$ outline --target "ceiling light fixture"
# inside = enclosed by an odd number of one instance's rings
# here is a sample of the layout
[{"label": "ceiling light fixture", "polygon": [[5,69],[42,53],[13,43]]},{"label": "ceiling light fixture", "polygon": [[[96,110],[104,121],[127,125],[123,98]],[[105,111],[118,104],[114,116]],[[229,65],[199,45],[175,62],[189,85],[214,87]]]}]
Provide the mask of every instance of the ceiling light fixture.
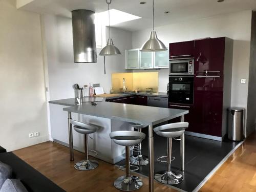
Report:
[{"label": "ceiling light fixture", "polygon": [[106,46],[105,46],[100,51],[99,55],[101,56],[110,56],[113,55],[121,54],[119,50],[114,45],[113,40],[110,35],[110,4],[111,3],[111,0],[106,0],[106,3],[109,6],[109,31],[110,37],[108,39]]},{"label": "ceiling light fixture", "polygon": [[154,0],[153,0],[153,31],[151,31],[150,39],[147,40],[142,46],[140,51],[142,52],[157,52],[167,50],[164,44],[157,36],[157,33],[154,28]]}]

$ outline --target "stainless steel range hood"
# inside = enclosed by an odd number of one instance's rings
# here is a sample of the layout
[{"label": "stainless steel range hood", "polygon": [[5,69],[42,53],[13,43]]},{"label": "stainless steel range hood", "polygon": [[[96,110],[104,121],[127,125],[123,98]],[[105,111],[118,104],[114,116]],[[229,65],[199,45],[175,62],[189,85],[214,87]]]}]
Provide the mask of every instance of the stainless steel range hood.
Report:
[{"label": "stainless steel range hood", "polygon": [[94,12],[87,10],[72,12],[75,62],[97,62]]}]

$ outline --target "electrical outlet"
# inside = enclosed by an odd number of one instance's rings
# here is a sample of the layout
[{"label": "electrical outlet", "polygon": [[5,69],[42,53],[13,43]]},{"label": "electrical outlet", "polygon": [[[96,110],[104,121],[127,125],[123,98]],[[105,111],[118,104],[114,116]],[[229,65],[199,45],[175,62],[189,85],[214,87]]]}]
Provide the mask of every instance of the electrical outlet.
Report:
[{"label": "electrical outlet", "polygon": [[39,132],[34,133],[34,135],[35,136],[35,137],[39,136]]},{"label": "electrical outlet", "polygon": [[246,83],[246,79],[241,79],[241,83]]}]

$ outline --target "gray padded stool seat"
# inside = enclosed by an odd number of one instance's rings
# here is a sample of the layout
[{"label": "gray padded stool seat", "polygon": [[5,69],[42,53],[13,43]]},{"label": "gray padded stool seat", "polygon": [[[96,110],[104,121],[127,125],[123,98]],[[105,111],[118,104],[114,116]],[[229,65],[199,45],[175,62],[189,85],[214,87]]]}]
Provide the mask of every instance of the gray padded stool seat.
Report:
[{"label": "gray padded stool seat", "polygon": [[75,164],[75,168],[79,170],[90,170],[94,169],[99,165],[99,162],[97,161],[89,159],[89,151],[92,151],[95,153],[95,155],[97,155],[97,152],[93,150],[88,150],[88,135],[96,132],[99,127],[97,126],[82,123],[74,120],[70,120],[70,123],[74,125],[74,129],[77,133],[84,135],[84,153],[86,159]]},{"label": "gray padded stool seat", "polygon": [[[144,124],[139,124],[136,123],[130,123],[131,125],[134,129],[138,130],[138,132],[141,132],[141,130],[143,128],[147,127],[147,125]],[[141,151],[141,142],[139,143],[137,145],[134,145],[132,146],[133,156],[130,158],[131,163],[135,165],[146,165],[148,164],[148,158],[147,156],[142,155],[142,152]],[[137,156],[134,156],[134,153],[137,154]]]},{"label": "gray padded stool seat", "polygon": [[185,129],[188,127],[188,122],[170,123],[158,126],[154,129],[160,136],[167,138],[167,171],[161,171],[155,174],[155,179],[165,184],[174,185],[180,183],[183,177],[180,173],[172,172],[170,169],[172,162],[172,138],[181,136]]},{"label": "gray padded stool seat", "polygon": [[132,131],[120,131],[112,132],[110,138],[116,144],[125,146],[126,175],[115,180],[114,185],[120,190],[130,191],[139,189],[143,185],[142,180],[138,177],[131,176],[130,162],[131,146],[137,145],[145,138],[145,134]]}]

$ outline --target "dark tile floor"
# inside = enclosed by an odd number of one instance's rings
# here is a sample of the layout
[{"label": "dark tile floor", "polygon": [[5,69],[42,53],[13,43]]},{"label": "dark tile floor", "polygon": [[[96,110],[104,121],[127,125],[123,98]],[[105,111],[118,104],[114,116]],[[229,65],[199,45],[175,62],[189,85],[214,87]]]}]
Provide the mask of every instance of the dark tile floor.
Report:
[{"label": "dark tile floor", "polygon": [[[146,129],[144,129],[146,130]],[[146,130],[143,130],[146,132]],[[146,134],[146,133],[145,133]],[[165,163],[156,161],[156,159],[166,155],[167,139],[160,137],[154,133],[155,173],[166,169]],[[174,185],[183,190],[192,191],[204,180],[209,173],[239,142],[226,140],[220,142],[199,137],[185,136],[185,171],[180,170],[180,141],[173,140],[172,156],[175,159],[172,162],[173,170],[178,170],[183,174],[184,180],[180,184]],[[142,153],[147,154],[147,139],[142,142]],[[117,163],[125,164],[125,160]],[[148,176],[148,166],[140,166],[137,171],[146,176]]]}]

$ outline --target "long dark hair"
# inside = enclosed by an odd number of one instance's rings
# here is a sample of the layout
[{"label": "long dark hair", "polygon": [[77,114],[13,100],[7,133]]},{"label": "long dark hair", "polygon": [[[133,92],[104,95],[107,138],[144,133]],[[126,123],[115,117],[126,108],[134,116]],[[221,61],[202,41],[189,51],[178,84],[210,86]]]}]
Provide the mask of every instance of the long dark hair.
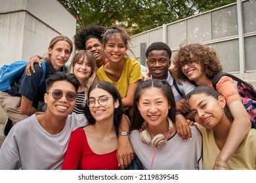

====

* [PROBLEM DESCRIPTION] How many lines in the listing above contain the string "light"? Reply with the number alone.

* [EXERCISE ANSWER] 4